WHAT IS ASKED: Gather each line below that contains the word "hair" and copy those lines out in full. Case counts when you match the word.

THE RECORDS:
'''
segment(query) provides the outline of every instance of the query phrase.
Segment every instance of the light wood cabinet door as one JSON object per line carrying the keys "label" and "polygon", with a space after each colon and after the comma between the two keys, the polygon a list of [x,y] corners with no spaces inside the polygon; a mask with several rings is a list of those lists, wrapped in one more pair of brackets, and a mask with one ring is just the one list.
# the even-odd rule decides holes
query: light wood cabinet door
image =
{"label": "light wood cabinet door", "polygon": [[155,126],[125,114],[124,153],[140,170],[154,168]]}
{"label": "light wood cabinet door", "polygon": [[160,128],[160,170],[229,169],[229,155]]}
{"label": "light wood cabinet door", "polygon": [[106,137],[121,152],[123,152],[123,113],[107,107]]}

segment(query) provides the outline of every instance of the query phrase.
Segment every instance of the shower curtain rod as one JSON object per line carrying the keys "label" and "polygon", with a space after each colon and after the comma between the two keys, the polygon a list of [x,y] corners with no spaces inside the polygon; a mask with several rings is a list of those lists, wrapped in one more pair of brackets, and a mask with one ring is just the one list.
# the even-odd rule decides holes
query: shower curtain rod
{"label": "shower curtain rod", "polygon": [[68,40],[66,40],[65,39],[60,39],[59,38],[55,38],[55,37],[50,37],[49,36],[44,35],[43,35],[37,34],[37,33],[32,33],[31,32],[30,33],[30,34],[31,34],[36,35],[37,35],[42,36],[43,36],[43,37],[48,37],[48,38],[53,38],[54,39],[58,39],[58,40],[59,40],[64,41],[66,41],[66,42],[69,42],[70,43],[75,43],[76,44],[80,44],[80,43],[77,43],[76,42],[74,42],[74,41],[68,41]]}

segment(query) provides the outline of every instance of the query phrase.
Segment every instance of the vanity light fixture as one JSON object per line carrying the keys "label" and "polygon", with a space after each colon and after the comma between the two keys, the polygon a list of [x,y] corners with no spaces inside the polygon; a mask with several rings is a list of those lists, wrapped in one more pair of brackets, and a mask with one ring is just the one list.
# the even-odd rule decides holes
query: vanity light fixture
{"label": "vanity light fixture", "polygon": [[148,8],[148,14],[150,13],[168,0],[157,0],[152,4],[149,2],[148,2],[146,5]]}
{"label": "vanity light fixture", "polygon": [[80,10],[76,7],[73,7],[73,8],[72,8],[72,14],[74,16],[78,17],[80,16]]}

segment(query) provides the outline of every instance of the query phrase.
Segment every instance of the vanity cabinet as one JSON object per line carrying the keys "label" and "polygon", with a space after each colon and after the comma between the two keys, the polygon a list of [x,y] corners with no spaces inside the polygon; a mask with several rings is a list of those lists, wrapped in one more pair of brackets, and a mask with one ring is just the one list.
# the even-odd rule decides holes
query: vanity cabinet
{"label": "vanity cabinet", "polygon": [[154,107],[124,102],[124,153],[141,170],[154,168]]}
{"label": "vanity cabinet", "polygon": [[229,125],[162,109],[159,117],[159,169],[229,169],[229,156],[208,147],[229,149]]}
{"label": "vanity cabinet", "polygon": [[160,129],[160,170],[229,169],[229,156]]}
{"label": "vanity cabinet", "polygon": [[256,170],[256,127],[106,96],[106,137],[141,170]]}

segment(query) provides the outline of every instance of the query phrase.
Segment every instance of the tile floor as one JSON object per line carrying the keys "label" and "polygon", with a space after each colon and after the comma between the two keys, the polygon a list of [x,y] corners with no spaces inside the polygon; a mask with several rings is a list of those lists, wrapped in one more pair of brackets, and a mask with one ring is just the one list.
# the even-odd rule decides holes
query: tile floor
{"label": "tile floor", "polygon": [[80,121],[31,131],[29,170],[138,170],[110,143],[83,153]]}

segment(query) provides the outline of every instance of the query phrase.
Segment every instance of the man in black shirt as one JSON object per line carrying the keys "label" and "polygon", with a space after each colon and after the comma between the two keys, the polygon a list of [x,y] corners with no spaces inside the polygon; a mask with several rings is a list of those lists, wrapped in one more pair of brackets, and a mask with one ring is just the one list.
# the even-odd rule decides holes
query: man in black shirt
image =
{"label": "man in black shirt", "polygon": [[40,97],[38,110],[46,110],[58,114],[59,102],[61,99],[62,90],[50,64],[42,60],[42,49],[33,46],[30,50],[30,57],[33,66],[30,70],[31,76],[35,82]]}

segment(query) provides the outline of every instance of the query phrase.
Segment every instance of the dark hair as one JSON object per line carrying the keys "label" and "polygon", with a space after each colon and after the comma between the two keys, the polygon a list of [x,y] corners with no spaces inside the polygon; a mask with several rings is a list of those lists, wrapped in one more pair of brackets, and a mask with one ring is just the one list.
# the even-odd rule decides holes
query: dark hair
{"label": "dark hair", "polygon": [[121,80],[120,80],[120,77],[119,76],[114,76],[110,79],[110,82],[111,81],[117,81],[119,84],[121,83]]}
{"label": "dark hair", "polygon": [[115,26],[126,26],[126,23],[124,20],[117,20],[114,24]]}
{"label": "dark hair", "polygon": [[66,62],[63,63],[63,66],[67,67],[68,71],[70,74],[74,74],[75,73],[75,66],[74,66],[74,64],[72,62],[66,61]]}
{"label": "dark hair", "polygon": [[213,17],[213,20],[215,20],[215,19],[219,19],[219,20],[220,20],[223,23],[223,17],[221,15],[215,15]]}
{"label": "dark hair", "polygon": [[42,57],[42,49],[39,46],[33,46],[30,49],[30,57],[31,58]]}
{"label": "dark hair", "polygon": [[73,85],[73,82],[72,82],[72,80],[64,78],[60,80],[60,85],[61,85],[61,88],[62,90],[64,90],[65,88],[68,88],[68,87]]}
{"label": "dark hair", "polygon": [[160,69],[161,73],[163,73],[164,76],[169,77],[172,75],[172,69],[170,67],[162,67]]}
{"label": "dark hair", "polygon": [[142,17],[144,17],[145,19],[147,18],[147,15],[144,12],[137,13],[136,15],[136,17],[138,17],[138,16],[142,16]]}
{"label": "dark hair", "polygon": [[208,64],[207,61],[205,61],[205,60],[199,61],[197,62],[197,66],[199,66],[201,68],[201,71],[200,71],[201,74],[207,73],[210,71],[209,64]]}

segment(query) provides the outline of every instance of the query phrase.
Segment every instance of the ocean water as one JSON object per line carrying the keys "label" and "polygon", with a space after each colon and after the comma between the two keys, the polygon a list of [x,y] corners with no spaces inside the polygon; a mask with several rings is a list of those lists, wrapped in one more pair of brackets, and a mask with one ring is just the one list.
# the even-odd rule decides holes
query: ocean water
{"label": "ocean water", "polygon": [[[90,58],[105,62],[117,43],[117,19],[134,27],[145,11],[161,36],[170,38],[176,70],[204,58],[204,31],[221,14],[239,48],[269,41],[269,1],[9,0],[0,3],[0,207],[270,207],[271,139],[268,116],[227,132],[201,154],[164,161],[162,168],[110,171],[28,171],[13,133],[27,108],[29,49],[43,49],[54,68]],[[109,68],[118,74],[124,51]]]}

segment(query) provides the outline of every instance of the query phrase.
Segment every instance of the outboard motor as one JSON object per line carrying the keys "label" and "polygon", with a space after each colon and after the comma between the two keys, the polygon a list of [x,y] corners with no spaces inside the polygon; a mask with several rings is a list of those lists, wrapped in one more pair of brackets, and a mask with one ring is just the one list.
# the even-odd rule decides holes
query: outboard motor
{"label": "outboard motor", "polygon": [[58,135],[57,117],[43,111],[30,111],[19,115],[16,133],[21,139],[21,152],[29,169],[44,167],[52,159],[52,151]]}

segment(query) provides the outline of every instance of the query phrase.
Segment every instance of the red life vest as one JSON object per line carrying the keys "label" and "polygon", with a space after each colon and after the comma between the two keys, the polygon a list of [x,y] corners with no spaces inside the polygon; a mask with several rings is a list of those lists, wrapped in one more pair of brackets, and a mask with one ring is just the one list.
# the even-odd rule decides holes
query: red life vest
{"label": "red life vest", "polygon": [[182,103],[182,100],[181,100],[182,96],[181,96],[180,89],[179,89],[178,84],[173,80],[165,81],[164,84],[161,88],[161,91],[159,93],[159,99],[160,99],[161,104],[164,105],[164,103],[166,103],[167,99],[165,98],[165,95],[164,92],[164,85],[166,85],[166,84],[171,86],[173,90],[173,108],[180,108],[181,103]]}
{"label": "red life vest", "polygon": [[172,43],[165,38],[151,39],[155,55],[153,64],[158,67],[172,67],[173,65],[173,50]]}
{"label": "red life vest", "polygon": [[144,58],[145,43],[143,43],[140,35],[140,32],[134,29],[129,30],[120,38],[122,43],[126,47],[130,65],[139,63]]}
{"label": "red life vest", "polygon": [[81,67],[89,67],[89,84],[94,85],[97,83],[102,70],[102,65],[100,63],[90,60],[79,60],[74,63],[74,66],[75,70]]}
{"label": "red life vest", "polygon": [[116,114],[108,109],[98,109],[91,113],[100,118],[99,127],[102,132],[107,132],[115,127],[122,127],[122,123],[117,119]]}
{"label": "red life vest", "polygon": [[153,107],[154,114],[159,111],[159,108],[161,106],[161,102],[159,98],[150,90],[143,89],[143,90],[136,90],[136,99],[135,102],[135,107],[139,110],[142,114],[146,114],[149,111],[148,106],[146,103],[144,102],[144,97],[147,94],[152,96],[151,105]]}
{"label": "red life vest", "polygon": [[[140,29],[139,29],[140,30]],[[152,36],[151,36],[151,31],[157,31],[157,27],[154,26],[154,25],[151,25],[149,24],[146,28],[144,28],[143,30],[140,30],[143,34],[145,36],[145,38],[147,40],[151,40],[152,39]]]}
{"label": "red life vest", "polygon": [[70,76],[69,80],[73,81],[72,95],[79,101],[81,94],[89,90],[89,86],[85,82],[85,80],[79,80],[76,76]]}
'''
'''
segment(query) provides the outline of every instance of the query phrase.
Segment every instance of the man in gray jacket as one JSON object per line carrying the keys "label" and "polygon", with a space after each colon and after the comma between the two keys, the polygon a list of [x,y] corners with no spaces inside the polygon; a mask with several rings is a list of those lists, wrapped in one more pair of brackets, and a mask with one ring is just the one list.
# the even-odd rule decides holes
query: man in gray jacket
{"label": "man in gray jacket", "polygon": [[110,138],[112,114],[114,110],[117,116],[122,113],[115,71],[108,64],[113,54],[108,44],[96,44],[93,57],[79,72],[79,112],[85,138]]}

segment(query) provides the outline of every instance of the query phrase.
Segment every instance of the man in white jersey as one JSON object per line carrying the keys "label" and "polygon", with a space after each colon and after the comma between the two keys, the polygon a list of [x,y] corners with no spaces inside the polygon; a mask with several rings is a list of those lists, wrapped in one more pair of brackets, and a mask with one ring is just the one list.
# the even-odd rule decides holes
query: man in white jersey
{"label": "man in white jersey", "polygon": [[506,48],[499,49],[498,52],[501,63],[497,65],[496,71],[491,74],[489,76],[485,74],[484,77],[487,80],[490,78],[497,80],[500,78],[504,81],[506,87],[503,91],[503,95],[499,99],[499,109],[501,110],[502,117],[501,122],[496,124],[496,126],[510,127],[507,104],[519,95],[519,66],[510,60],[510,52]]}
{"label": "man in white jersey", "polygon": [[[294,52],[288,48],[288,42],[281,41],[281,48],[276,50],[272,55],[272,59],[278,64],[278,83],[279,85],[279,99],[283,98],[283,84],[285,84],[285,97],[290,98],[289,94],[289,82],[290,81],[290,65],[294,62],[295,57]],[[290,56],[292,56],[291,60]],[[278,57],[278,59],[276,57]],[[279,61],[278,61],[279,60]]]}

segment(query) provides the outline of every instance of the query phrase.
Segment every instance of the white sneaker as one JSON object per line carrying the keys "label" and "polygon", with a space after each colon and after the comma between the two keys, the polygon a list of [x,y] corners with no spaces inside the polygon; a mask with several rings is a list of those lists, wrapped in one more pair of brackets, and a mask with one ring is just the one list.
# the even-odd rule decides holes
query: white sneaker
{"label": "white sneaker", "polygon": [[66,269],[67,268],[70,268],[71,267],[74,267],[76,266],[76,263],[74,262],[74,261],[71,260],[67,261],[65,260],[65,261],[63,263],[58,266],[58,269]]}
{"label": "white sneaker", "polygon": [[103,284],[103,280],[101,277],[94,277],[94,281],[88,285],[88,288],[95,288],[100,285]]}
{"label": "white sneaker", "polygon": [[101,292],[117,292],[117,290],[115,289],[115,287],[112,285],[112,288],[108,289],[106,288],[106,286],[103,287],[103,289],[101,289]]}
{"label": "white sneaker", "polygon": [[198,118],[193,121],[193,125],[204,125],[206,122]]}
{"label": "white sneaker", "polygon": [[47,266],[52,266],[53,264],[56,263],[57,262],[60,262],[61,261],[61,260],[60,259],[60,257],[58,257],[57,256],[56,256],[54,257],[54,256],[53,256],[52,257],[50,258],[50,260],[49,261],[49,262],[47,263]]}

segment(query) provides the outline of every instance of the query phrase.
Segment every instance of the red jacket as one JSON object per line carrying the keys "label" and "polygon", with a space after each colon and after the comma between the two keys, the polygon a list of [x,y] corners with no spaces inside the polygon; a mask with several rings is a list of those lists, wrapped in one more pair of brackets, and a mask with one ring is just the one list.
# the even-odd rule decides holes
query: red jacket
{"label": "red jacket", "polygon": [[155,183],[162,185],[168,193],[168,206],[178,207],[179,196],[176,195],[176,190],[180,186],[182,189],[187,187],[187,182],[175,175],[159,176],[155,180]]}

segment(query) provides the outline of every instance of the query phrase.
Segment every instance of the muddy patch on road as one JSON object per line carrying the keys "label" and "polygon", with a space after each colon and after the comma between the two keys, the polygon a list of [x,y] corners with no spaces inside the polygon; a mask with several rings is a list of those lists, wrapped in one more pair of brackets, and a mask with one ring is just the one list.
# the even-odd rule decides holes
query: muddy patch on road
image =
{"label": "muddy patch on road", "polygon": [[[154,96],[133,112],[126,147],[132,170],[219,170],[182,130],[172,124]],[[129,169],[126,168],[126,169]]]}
'''
RESULT OF THIS TASK:
Segment every instance of the dark hair as one JSON object per line carrying the keys "label" and "polygon", with a space after each colon and after the comma between the two keys, the polygon a list of [x,y] corners with no spaces inside the polygon; a mask with several rings is a list of those lists, wrapped in one more pair of brackets, and a mask with one ring is just the one list.
query: dark hair
{"label": "dark hair", "polygon": [[121,80],[120,80],[120,77],[119,76],[114,76],[110,79],[110,82],[111,81],[117,81],[119,84],[121,83]]}
{"label": "dark hair", "polygon": [[115,26],[126,26],[126,23],[124,20],[117,20],[114,24]]}
{"label": "dark hair", "polygon": [[66,62],[63,63],[63,66],[67,67],[68,71],[70,74],[74,74],[75,73],[75,66],[74,66],[74,64],[72,62],[66,61]]}
{"label": "dark hair", "polygon": [[213,17],[213,20],[215,20],[215,19],[219,19],[219,20],[220,20],[223,23],[223,17],[221,15],[215,15]]}
{"label": "dark hair", "polygon": [[42,57],[42,49],[39,46],[33,46],[30,49],[30,57],[31,58]]}
{"label": "dark hair", "polygon": [[73,85],[73,82],[72,82],[72,80],[64,78],[60,80],[60,85],[61,85],[61,88],[62,90],[64,90],[65,88],[68,88],[68,87]]}
{"label": "dark hair", "polygon": [[160,69],[161,73],[163,73],[164,76],[169,77],[172,75],[172,69],[170,67],[162,67]]}
{"label": "dark hair", "polygon": [[142,17],[144,17],[145,19],[147,18],[147,15],[144,12],[137,13],[136,15],[136,17],[138,17],[138,16],[142,16]]}
{"label": "dark hair", "polygon": [[208,64],[207,61],[205,61],[205,60],[199,61],[197,62],[197,66],[199,66],[201,68],[201,71],[200,71],[201,74],[207,73],[210,71],[209,64]]}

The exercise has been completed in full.